TASK TO CARRY OUT: Extract from the records below each line that contains the string "autumn", and list those lines in their original order.

GIVEN INFORMATION:
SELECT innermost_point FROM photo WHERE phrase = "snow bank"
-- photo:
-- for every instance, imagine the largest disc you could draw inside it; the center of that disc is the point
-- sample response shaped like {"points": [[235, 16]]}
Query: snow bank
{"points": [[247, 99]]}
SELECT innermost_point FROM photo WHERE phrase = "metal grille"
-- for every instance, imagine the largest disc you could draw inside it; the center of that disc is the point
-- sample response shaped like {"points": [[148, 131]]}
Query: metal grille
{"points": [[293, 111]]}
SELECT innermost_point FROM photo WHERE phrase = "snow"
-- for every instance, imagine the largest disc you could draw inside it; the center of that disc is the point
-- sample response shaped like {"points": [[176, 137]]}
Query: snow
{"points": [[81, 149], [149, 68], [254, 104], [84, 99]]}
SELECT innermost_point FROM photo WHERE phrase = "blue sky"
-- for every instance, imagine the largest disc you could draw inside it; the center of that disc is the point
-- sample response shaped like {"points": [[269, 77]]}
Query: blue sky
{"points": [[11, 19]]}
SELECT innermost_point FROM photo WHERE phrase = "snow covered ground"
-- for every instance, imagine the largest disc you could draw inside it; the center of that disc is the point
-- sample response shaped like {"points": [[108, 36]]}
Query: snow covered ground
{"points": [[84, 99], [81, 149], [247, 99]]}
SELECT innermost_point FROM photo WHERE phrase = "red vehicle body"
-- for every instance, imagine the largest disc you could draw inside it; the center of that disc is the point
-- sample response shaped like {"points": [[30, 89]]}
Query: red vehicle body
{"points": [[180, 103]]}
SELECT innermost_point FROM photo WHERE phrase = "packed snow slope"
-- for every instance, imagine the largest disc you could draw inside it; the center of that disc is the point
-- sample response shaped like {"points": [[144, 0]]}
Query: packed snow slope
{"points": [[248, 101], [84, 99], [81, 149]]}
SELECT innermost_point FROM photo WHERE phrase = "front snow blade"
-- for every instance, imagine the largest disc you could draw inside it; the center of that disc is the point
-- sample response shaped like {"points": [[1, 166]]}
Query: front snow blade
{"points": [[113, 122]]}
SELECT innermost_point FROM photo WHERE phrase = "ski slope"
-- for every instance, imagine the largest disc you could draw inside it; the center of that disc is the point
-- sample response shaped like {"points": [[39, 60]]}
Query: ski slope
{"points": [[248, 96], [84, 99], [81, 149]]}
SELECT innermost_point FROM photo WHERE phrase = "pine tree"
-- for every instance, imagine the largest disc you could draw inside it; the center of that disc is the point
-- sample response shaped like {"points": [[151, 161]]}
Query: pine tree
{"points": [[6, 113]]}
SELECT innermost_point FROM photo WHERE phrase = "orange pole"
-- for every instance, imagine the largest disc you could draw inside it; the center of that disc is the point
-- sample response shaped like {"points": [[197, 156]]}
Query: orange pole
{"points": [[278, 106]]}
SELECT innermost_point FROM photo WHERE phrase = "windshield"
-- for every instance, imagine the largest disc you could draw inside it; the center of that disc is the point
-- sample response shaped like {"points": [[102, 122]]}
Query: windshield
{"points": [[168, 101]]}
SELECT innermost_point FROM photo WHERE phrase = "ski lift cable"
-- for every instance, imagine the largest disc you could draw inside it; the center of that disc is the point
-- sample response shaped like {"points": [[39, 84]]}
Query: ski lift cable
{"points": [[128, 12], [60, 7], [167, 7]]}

==

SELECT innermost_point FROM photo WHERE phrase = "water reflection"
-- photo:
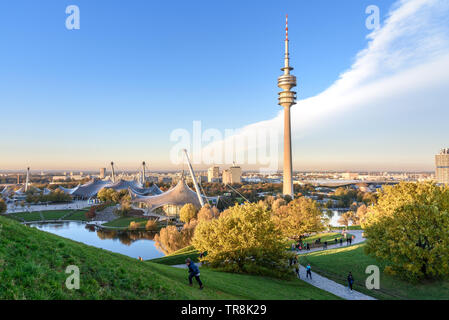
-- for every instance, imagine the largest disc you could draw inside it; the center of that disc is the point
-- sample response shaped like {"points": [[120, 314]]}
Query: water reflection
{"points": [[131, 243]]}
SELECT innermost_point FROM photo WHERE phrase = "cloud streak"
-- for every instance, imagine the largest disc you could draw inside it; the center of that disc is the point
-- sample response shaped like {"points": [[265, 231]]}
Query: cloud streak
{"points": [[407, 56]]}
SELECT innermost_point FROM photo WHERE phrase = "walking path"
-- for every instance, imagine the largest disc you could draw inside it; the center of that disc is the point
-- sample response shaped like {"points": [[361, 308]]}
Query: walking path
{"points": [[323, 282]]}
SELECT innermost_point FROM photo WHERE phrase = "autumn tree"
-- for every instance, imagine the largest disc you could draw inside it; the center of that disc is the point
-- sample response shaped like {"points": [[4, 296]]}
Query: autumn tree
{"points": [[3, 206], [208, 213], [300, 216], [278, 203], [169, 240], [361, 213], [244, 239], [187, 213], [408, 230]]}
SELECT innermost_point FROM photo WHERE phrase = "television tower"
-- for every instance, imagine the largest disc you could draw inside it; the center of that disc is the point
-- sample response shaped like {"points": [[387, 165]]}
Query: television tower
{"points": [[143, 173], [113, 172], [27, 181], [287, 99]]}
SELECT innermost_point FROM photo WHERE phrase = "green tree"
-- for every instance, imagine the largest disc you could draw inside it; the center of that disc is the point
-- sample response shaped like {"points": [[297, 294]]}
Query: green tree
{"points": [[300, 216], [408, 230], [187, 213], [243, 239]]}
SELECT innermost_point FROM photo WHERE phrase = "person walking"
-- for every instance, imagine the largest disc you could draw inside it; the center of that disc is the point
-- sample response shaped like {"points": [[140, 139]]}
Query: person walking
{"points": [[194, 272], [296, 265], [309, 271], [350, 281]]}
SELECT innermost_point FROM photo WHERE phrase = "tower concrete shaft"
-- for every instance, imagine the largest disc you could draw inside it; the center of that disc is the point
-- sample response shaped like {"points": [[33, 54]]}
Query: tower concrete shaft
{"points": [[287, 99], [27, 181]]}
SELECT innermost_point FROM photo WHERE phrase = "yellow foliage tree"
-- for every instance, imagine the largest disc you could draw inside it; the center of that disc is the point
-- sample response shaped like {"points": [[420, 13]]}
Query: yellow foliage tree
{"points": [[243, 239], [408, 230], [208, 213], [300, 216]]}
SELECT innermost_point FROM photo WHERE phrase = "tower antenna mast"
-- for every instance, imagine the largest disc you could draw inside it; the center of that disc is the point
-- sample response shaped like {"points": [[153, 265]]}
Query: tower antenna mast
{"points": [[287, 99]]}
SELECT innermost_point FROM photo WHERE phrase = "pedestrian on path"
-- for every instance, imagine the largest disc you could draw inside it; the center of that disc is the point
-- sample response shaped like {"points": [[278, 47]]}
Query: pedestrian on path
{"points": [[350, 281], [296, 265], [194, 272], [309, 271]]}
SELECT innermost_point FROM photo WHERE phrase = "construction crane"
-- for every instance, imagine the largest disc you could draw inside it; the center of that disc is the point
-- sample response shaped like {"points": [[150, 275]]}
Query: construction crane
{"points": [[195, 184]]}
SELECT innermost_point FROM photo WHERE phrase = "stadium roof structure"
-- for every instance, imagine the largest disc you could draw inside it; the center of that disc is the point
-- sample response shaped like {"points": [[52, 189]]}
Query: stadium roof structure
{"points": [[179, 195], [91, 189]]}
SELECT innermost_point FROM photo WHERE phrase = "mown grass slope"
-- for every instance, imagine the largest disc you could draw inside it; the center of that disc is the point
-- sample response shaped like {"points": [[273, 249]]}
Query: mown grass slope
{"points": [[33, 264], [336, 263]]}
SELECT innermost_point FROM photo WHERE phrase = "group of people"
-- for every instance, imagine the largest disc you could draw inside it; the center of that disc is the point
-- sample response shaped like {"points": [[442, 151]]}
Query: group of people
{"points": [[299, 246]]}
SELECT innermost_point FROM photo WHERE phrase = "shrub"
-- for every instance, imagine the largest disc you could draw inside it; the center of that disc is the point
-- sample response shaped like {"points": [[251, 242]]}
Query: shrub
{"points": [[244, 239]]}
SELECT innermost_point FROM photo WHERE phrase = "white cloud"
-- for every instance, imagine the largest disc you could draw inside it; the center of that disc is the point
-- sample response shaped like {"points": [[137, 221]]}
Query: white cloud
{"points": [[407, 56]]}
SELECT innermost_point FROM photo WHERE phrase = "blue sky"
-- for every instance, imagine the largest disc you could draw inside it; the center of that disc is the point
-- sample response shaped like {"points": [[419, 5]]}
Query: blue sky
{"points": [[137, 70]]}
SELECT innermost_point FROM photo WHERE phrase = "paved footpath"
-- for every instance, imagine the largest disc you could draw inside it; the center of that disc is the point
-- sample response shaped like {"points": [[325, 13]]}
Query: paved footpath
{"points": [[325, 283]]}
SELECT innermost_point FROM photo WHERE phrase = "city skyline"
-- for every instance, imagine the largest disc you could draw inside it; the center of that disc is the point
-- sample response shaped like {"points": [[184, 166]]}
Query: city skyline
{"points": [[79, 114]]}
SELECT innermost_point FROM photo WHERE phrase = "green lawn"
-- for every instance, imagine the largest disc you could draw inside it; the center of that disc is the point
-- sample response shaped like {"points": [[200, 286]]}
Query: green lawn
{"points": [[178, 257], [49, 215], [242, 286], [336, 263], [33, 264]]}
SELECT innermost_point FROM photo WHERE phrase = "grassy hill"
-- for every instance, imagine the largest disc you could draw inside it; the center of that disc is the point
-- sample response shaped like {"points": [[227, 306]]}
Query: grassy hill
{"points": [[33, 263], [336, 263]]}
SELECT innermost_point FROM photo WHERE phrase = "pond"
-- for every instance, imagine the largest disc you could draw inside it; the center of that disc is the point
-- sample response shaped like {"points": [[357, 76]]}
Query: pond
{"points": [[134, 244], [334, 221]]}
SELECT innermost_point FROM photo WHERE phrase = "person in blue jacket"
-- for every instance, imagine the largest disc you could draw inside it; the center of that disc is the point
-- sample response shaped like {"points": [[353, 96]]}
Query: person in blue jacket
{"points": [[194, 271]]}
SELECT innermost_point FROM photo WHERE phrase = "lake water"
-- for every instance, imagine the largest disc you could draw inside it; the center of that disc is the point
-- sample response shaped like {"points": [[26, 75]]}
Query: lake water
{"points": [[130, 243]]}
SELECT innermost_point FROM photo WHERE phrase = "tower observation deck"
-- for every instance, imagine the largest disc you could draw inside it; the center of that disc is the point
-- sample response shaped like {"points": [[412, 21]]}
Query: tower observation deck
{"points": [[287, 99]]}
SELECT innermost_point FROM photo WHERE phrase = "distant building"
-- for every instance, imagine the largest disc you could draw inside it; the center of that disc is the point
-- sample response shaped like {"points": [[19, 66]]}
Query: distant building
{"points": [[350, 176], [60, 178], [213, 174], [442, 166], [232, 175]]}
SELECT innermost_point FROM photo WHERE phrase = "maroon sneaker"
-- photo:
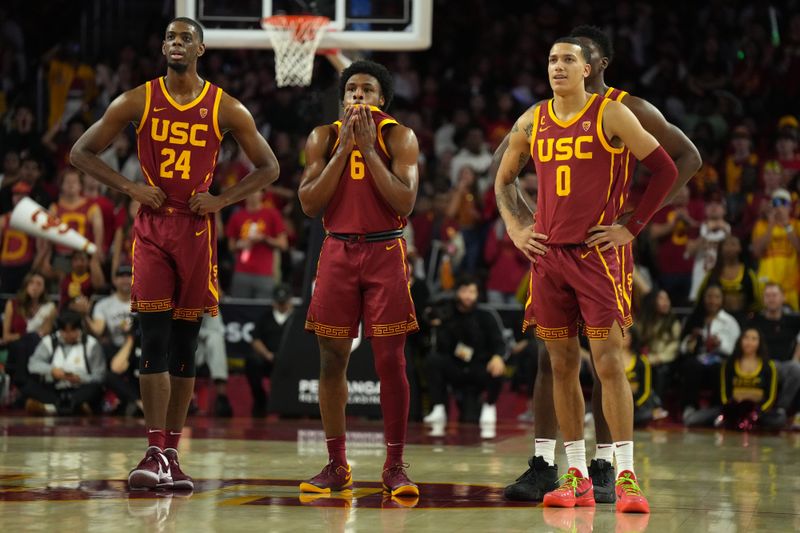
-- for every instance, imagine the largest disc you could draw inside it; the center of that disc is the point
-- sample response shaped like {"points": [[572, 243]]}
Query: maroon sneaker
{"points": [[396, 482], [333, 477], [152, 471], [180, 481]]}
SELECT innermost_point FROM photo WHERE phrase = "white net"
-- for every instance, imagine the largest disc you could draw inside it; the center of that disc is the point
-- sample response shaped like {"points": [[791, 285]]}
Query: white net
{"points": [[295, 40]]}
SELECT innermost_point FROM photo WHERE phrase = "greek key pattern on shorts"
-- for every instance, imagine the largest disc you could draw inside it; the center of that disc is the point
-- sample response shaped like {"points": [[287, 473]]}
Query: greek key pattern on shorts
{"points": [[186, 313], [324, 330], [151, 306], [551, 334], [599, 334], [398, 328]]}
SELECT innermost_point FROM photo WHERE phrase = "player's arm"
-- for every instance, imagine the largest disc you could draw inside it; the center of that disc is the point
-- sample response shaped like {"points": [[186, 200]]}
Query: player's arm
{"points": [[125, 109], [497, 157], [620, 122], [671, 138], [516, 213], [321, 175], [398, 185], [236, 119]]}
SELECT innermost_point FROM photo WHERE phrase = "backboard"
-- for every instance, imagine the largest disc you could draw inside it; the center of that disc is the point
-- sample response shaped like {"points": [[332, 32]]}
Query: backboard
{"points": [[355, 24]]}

WRITTEN ANSWER:
SELECT innermost_point FROM photo WHERE phrase = "autumn tree"
Query: autumn tree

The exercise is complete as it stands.